* [RECORDS FOR THIS TASK]:
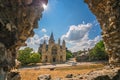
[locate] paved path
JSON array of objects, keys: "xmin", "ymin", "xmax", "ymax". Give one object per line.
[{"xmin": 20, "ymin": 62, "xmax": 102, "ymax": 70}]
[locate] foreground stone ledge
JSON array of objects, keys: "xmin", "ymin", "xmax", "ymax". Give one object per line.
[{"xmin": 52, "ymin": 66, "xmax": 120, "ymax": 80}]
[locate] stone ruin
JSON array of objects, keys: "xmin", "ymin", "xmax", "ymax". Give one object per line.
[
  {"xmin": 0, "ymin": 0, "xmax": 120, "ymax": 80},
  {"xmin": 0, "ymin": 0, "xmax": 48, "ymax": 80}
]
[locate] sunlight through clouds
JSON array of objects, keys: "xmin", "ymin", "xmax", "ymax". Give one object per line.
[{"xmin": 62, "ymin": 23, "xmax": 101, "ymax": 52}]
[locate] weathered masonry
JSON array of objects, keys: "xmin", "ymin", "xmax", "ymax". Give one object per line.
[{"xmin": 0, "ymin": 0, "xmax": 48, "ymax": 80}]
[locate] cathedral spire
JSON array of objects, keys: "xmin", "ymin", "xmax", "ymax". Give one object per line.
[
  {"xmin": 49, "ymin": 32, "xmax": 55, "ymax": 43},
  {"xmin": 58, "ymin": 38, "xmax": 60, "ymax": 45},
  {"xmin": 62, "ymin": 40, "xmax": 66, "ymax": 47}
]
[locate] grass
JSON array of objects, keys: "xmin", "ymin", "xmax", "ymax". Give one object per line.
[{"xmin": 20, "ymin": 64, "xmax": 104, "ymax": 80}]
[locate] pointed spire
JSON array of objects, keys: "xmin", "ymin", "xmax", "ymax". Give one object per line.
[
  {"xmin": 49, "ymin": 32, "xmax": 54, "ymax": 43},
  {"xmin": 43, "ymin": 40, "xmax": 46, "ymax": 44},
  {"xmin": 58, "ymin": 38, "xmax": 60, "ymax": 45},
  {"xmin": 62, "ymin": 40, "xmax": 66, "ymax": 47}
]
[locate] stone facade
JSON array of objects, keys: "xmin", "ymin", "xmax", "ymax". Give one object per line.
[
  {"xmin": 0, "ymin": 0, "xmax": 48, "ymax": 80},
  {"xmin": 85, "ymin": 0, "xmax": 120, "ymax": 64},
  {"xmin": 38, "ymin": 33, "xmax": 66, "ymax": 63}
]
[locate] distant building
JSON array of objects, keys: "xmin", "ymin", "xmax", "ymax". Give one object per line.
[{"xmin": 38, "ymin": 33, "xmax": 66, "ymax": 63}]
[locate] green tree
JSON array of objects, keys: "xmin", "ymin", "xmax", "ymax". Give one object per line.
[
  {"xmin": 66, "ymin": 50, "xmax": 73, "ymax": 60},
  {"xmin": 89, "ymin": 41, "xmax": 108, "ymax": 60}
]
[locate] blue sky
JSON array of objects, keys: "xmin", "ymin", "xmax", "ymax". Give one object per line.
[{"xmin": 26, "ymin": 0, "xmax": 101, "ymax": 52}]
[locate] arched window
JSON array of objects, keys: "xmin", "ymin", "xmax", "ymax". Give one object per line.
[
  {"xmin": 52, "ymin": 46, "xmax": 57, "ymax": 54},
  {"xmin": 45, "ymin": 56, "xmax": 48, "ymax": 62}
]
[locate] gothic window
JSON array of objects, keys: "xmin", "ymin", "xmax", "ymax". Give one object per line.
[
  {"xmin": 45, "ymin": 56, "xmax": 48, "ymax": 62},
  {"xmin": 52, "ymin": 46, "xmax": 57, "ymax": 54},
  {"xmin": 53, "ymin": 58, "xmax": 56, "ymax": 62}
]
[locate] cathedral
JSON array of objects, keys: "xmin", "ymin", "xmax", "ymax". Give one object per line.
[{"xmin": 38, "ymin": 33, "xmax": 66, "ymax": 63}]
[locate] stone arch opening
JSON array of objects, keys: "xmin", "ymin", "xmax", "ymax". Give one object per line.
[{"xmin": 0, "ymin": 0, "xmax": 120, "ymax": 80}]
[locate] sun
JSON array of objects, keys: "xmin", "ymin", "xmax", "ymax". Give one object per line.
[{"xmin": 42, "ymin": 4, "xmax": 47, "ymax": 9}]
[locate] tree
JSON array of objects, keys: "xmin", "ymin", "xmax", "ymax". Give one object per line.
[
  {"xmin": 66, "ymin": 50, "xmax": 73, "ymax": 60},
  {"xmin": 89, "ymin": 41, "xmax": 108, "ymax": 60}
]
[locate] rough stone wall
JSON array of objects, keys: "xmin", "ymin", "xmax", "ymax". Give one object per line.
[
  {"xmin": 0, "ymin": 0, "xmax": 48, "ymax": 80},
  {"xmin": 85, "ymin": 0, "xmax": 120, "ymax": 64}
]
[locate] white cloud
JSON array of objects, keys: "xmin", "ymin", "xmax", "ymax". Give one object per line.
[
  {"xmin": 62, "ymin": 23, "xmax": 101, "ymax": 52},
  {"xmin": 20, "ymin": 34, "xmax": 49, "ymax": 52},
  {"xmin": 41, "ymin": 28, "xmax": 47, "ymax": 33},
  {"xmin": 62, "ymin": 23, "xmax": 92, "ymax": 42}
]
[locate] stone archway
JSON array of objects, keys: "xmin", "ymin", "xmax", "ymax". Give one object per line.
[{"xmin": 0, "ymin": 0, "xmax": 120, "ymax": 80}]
==
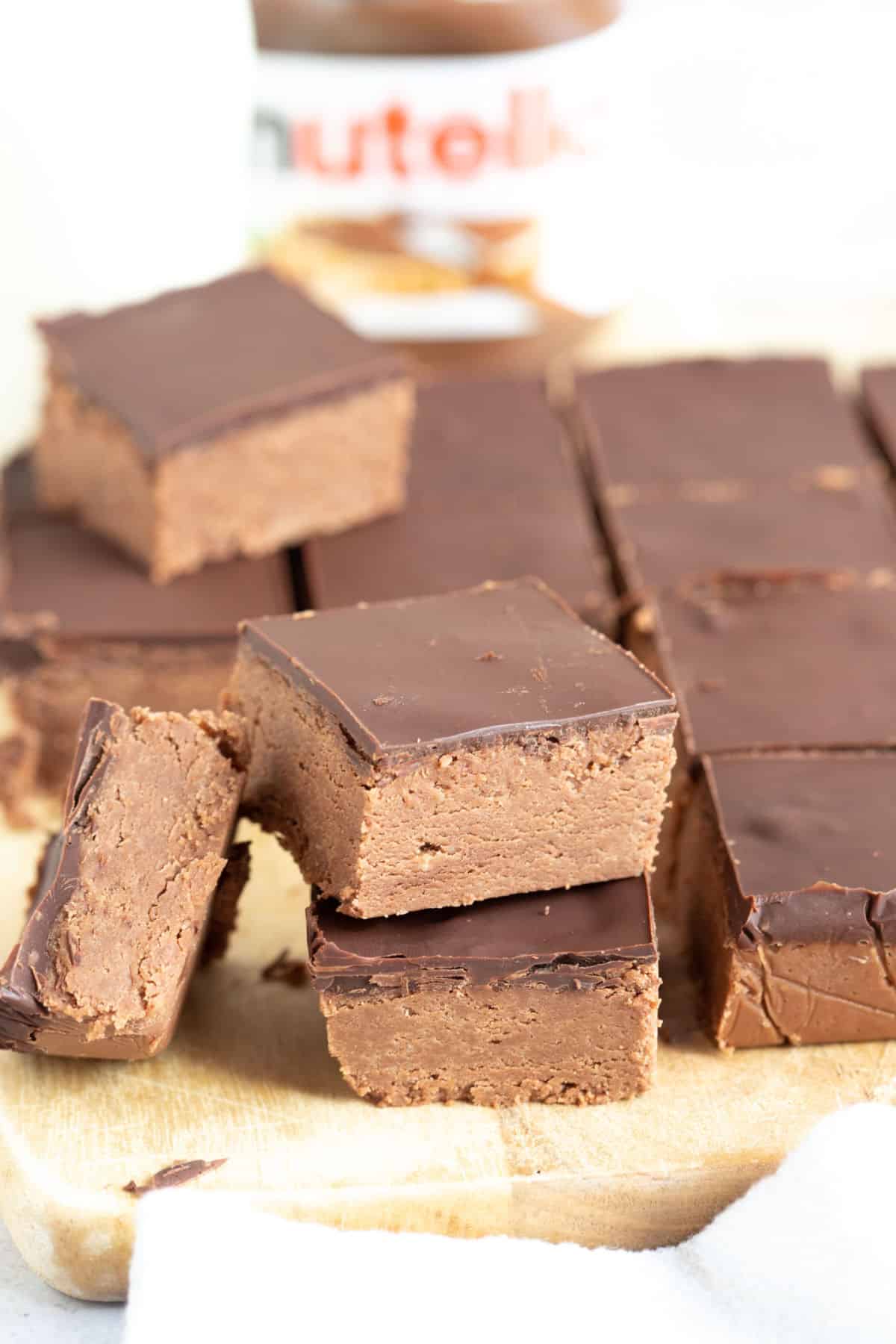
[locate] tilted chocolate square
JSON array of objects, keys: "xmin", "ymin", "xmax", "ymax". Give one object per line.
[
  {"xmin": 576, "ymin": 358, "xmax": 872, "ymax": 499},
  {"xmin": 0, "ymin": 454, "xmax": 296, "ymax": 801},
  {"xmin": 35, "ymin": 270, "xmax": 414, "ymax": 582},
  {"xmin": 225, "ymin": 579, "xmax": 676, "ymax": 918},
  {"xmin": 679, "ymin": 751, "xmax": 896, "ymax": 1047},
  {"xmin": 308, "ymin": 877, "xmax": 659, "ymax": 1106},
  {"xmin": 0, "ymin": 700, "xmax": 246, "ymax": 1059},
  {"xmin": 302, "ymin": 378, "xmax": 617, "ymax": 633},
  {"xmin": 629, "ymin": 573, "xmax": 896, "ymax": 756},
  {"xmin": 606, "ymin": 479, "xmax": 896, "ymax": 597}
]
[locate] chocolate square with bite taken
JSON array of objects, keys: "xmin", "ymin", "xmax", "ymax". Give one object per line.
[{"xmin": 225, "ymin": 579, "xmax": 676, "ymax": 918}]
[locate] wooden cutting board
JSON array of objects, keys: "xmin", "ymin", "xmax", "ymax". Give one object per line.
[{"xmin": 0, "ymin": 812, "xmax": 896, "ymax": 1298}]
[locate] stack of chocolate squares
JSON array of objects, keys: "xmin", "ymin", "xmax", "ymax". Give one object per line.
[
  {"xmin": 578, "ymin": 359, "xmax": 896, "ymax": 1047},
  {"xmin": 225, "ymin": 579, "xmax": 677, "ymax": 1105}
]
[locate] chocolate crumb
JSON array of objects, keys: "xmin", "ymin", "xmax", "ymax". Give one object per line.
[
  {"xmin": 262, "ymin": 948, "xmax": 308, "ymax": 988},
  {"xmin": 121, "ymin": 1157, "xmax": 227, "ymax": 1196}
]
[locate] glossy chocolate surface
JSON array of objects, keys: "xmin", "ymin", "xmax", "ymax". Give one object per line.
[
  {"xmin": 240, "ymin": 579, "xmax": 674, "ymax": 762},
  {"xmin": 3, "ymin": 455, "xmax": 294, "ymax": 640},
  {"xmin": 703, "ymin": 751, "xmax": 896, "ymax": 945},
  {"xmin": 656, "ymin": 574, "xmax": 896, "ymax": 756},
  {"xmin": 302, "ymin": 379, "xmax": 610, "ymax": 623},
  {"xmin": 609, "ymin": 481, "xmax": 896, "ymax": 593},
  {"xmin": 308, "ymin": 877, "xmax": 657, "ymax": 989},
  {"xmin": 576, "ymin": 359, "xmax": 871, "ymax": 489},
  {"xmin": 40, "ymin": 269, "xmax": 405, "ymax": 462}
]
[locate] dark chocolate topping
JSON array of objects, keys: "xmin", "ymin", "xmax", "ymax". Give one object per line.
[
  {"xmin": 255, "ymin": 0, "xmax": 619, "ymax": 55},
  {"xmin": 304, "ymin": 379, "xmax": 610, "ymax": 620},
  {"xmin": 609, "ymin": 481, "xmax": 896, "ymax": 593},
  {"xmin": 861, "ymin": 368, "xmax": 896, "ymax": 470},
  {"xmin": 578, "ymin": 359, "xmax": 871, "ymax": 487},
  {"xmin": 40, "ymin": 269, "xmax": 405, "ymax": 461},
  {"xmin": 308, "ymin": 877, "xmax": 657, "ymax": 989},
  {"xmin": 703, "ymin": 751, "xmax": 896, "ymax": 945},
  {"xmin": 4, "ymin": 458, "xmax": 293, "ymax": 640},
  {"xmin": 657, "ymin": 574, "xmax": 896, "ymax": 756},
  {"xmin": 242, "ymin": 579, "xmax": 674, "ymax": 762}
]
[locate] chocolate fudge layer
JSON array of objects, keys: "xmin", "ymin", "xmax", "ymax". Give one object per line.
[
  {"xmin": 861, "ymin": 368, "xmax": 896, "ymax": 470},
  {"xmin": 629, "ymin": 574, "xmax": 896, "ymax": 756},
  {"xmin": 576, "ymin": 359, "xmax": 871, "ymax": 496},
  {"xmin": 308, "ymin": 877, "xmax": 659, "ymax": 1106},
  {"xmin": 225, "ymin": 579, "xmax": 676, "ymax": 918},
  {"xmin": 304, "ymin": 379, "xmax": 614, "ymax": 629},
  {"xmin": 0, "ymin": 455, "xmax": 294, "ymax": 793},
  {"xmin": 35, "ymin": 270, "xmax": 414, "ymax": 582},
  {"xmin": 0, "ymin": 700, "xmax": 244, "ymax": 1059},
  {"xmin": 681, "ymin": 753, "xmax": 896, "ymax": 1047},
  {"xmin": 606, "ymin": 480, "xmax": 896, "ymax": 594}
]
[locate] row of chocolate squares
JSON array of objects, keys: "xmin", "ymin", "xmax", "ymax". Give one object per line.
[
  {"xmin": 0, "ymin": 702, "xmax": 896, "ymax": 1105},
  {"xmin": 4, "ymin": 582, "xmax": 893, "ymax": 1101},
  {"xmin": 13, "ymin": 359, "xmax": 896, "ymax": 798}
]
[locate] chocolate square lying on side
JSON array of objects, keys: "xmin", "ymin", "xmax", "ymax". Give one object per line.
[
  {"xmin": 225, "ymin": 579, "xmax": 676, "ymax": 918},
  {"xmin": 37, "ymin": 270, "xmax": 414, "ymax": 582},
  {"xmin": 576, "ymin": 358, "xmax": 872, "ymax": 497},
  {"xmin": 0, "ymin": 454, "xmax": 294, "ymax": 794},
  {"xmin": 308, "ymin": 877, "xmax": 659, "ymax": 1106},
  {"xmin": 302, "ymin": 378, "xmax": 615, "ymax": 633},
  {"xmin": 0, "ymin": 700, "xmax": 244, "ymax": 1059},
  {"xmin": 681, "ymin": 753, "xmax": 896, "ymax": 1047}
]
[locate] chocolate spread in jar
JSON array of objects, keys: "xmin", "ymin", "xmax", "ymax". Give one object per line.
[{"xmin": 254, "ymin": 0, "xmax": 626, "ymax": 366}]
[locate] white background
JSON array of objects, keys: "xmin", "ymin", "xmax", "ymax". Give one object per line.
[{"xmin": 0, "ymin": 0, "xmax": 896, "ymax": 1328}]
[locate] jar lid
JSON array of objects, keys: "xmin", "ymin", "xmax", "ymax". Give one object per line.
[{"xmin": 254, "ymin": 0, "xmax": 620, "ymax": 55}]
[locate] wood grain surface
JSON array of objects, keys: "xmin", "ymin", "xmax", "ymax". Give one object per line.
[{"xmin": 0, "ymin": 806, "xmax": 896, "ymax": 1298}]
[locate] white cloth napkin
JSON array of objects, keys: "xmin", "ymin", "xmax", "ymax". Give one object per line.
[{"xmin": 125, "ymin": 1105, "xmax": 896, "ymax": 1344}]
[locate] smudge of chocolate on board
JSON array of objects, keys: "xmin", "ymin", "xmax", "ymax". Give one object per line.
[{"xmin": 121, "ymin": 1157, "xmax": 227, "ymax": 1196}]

* [PROMPT]: Return each line of the rows above that contains the word "cathedral", copying every such line in full.

* [WORKED ANSWER]:
[locate] cathedral spire
[locate] cathedral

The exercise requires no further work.